* Testo citato
········
A Doha, Andrea Arnaboldi e il suo team hanno diviso il campo col numero uno del mondo. Coetanei, si conoscono da quando erano junior e nel loro unico confronto vinse l'italiano. Djokovic lo ricordava, e l'ha raccontato a Boris Becker nel corso dell'allenamento.
Da una parte della rete sedici tornei del Grande Slam, divisi fra i dieci di Novak Djokovic e i sei del suo coach Boris Becker, dall’altra Andrea Arnaboldi. Un sogno? No, una realtà che arriva da Doha (Qatar), dove in occasione del primo torneo del 2016 ‘Nole’ ha chiesto – tramite il suo manager 'Dodo' Artaldi – di allenarsi con il canturino, numero 159 ATP, regalandogli un’opportunità di quelle che capitano poche volte nella vita. “Non giocavamo insieme da quando eravamo juniores – racconta Arnaboldi da Melbourne, dove sta disputando le qualificazioni dell’Australian Open – e rifarlo ora che lui è numero uno al mondo ha un sapore speciale. Abbiamo scambiato qualche chiacchiera sul passato, e Novak ha raccontato a Boris Becker di quando ci affrontammo da under 16, al Torneo Avvenire di Milano. Lui era un predestinato, era già stato campione europeo under 14, ma vinsi io 6-2 6-4”. Ora le cose sono un po’ cambiate, ma Arnaboldi non è mai stato così vicino al tennis che conta. “Nell’off-season ho lavorato bene, quest’anno punto ai primi 100, spero di farcela al più presto”.
"UN RAGAZZO ALLA MANO"
········
* Dati forniti
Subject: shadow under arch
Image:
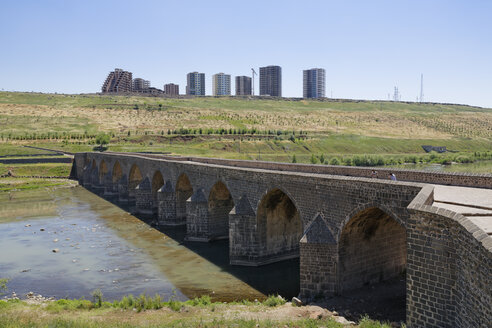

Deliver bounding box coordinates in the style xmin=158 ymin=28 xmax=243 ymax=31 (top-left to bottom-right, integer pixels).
xmin=208 ymin=180 xmax=234 ymax=239
xmin=332 ymin=205 xmax=407 ymax=320
xmin=128 ymin=164 xmax=143 ymax=201
xmin=256 ymin=188 xmax=303 ymax=263
xmin=176 ymin=173 xmax=193 ymax=222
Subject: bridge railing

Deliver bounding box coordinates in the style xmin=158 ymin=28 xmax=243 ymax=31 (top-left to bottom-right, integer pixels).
xmin=104 ymin=153 xmax=492 ymax=189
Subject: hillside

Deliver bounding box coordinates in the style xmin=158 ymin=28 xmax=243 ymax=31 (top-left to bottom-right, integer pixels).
xmin=0 ymin=92 xmax=492 ymax=170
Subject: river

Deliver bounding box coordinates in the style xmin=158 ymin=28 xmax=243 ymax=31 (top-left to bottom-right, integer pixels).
xmin=0 ymin=186 xmax=299 ymax=301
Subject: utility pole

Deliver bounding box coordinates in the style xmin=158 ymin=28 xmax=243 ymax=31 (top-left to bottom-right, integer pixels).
xmin=420 ymin=74 xmax=424 ymax=102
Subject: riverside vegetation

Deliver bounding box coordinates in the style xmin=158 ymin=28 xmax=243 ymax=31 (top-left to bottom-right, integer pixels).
xmin=0 ymin=92 xmax=492 ymax=327
xmin=0 ymin=92 xmax=492 ymax=173
xmin=0 ymin=291 xmax=404 ymax=328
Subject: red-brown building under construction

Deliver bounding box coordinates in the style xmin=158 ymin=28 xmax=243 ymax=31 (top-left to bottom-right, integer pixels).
········
* Consegne
[A] Rispondi alle domande seguenti in base all'articolo su Arnaboldi e Djokovic.
(i) In quale città si è svolto l'allenamento tra i due tennisti?
(ii) Quale posizione occupa Arnaboldi nella classifica ATP?
(iii) In quale torneo si affrontarono da under 16 e con quale punteggio finì?
[B] Prosegui l'articolo su Arnaboldi e Djokovic a partire dal punto in cui si interrompe.

* Soluzioni
[A]
(i) A Doha, in Qatar.
(ii) È il numero 159 ATP.
(iii) Al Torneo Avvenire di Milano; vinse Arnaboldi per 6-2 6-4.

[B]
Ancor più che per il 28enne lombardo, quella di Doha è stata un’occasione indimenticabile per il suo team, composto dal tecnico Fabrizio Albani e dal mental coach Roberto Cadonati, che hanno scommesso su di lui e su sè stessi nell'estate del 2013, portandolo a traguardi mai raggiunti prima, come il secondo turno dello scorso anno al Roland Garros. Entrambi erano in campo con lui a Doha, dove ha perso nelle qualificazioni dal britannico Kyle Edmund, poi giunto ai quarti di finale. “Ero curioso di vedere da vicino come lavora un campione del suo calibro – ha detto Cadonati – e ho trovato grande meticolosità e attenzione ai particolari. Ogni minimo errore viene analizzato, si ferma lo scambio e poi si riparte. Tutto il suo entourage si dà da fare perché lui possa occuparsi solo della prestazione. Djokovic è un ragazzo sicuro di sé, ma anche molto alla mano. Questa occasione ci offre spunti per migliorare il nostro lavoro, e per Andrea rappresenta uno stimolo in più per confrontarsi ad alti livelli”.
I COMPLIMENTI DI BORIS BECKER
“Dare la palla al numero uno del mondo – racconta Albani – fa un certo effetto, così come vedere che il suo arrivo è seguito da una nuvola di appassionati che si accalcano attorno al campo per osservarlo. È stata un’esperienza professionale incredibile”. E anche un allenamento molto valido per il numero uno, con la ciliegina sulla torta di Becker che prima fa i complimenti ad Arnaboldi per la qualità del suo tennis e poi chiede un contatto ad Albani, per giocare in altre occasioni. “Lo viviamo come un premio. Se lavori in un certo modo e con i giusti obiettivi, capita di confrontarsi e condividere il proprio lavoro anche con i migliori. Ci conferma che la strada è quella giusta: ci concentreremo ancora di più per crescere, e magari incontrarli in un match ufficiale. Già all’Australian Open? Tutto è possibile. Siamo preparati per far bene”.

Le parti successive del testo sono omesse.